> AIM
Extract every line of the listing below and reproduce each one verbatim, keeping the original order.

## START DATA SUPPLIED

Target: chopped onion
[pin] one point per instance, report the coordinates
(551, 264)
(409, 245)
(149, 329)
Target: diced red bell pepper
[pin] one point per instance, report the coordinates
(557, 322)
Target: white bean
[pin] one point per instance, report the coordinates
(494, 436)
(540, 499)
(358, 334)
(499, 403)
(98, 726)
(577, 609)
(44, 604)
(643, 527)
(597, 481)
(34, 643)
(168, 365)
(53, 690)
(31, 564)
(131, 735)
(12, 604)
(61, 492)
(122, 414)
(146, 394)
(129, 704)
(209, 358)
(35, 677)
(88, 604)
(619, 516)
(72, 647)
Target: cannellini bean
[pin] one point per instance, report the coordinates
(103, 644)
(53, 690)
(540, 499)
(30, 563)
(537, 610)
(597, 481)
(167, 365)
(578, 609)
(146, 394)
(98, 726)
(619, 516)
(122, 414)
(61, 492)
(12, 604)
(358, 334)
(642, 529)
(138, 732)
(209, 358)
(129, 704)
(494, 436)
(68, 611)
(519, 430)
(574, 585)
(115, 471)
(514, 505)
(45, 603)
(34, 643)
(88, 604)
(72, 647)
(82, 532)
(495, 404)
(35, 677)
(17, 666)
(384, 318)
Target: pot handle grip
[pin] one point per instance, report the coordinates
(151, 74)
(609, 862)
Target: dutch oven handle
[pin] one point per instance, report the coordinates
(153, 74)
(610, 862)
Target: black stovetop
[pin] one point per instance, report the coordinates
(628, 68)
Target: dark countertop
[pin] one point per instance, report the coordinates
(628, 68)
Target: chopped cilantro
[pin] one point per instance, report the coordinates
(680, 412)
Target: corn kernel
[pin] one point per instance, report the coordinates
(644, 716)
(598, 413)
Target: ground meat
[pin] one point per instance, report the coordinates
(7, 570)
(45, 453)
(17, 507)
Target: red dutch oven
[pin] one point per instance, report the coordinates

## END DATA SUPPLIED

> EXERCISE OUTPUT
Target: chopped onion
[pin] one point per instance, report the coordinates
(551, 264)
(409, 245)
(149, 329)
Target: diced red bell pepper
[pin] one point per instance, report the coordinates
(557, 322)
Target: white bean
[pin] one point per instance, report the coordinates
(494, 436)
(540, 499)
(358, 334)
(499, 403)
(98, 726)
(577, 609)
(44, 604)
(643, 527)
(597, 481)
(34, 643)
(168, 365)
(53, 690)
(31, 564)
(131, 735)
(12, 604)
(61, 492)
(122, 414)
(146, 394)
(129, 704)
(209, 358)
(35, 677)
(88, 604)
(619, 516)
(72, 647)
Target: cannellini bean
[pin] one point per instance, report the coordinates
(103, 644)
(53, 690)
(540, 499)
(30, 563)
(537, 610)
(597, 481)
(167, 365)
(578, 609)
(146, 394)
(98, 726)
(619, 516)
(122, 414)
(61, 492)
(12, 604)
(358, 334)
(642, 529)
(138, 732)
(209, 358)
(129, 704)
(494, 436)
(68, 611)
(519, 430)
(574, 585)
(115, 471)
(514, 505)
(45, 603)
(34, 643)
(88, 604)
(72, 647)
(82, 532)
(495, 404)
(35, 677)
(17, 666)
(384, 318)
Target: pot handle grip
[pin] one point per instance, report the coordinates
(151, 74)
(609, 862)
Target: dutch oven handle
[pin] one point per instance, report the coordinates
(153, 74)
(610, 862)
Target: black stovetop
[pin] one point per instance, report the coordinates
(628, 68)
Target: dark countertop
[pin] one point per instance, report the coordinates
(628, 68)
Target: chopped cilantro
[pin] one point per instance, report the coordinates
(680, 412)
Target: corn kernel
[pin] one point per instance, report the coordinates
(644, 716)
(598, 413)
Target: ground meat
[pin] one point per instance, report the coordinates
(7, 570)
(45, 453)
(17, 507)
Target: red dutch oven
[pin] one point per instance, report the coordinates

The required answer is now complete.